* What the task requires *
Reproduce the data below, character for character, from the line containing "Spot the mesh" down to the very last line, including both of those lines.

* Dataset rows *
**********
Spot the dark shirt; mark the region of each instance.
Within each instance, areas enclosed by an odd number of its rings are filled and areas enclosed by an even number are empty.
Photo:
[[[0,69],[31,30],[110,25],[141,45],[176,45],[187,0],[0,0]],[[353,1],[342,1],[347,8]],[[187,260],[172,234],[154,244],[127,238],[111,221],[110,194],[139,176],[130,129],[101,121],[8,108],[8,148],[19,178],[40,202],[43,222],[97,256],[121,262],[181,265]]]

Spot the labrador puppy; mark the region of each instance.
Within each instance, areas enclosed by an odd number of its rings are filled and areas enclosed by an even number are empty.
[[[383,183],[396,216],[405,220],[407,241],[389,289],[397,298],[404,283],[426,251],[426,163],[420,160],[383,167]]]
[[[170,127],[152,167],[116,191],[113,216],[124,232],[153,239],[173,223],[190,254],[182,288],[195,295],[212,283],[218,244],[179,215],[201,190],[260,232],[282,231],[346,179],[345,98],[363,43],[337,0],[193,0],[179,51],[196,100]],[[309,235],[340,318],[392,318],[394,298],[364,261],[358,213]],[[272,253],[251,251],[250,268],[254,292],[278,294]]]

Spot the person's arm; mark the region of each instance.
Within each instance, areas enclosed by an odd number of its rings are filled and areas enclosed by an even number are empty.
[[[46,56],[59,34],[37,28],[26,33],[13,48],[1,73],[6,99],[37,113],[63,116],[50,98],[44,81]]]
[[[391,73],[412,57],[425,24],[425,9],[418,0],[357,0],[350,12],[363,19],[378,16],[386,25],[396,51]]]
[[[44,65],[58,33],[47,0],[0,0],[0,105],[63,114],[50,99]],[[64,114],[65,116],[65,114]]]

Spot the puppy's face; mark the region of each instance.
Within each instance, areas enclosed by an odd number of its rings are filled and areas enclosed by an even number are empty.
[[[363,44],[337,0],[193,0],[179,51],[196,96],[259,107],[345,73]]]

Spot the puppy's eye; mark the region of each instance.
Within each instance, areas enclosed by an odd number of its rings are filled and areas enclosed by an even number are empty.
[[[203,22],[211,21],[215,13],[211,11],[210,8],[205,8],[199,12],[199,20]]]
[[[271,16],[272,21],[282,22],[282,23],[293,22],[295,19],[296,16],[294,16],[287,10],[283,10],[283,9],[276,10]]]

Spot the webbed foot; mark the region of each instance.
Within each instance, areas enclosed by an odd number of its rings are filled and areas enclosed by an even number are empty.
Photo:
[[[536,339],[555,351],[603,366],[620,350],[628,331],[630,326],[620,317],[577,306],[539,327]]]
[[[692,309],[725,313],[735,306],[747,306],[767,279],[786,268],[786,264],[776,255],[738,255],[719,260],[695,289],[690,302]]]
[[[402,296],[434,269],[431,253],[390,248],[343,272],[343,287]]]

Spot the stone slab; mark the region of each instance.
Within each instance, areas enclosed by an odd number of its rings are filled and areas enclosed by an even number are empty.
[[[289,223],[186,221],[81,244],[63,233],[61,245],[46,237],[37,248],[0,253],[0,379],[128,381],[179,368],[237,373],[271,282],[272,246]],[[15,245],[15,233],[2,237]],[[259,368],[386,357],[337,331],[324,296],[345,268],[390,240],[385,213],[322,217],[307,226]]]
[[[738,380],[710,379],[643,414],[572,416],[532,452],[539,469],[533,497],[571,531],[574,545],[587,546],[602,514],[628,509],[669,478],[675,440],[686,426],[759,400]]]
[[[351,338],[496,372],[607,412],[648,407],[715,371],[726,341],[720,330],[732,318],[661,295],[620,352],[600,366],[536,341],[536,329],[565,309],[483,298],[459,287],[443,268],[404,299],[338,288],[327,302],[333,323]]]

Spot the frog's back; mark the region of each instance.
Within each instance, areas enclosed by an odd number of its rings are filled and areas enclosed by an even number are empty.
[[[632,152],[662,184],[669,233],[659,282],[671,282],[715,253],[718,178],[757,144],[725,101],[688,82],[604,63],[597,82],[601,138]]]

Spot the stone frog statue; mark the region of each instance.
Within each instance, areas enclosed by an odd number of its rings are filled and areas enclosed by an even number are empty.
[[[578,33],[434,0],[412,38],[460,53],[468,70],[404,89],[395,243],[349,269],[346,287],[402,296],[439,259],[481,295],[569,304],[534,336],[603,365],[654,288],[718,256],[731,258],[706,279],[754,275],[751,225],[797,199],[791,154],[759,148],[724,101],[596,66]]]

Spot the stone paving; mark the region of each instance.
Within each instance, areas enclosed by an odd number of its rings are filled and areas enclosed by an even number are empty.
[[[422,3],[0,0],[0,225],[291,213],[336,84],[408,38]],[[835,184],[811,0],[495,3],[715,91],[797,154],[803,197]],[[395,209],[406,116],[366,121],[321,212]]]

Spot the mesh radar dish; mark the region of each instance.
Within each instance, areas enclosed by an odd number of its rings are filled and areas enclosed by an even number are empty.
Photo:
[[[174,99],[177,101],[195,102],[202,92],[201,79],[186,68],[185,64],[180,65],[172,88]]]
**********
* Answer for this exercise *
Spot the mesh radar dish; mark the region of each instance.
Within each instance, areas enclosed by an odd number of its rings are filled and areas enclosed by an even number are empty.
Photo:
[[[174,99],[177,101],[195,102],[202,92],[201,79],[186,68],[185,64],[180,65],[172,88]]]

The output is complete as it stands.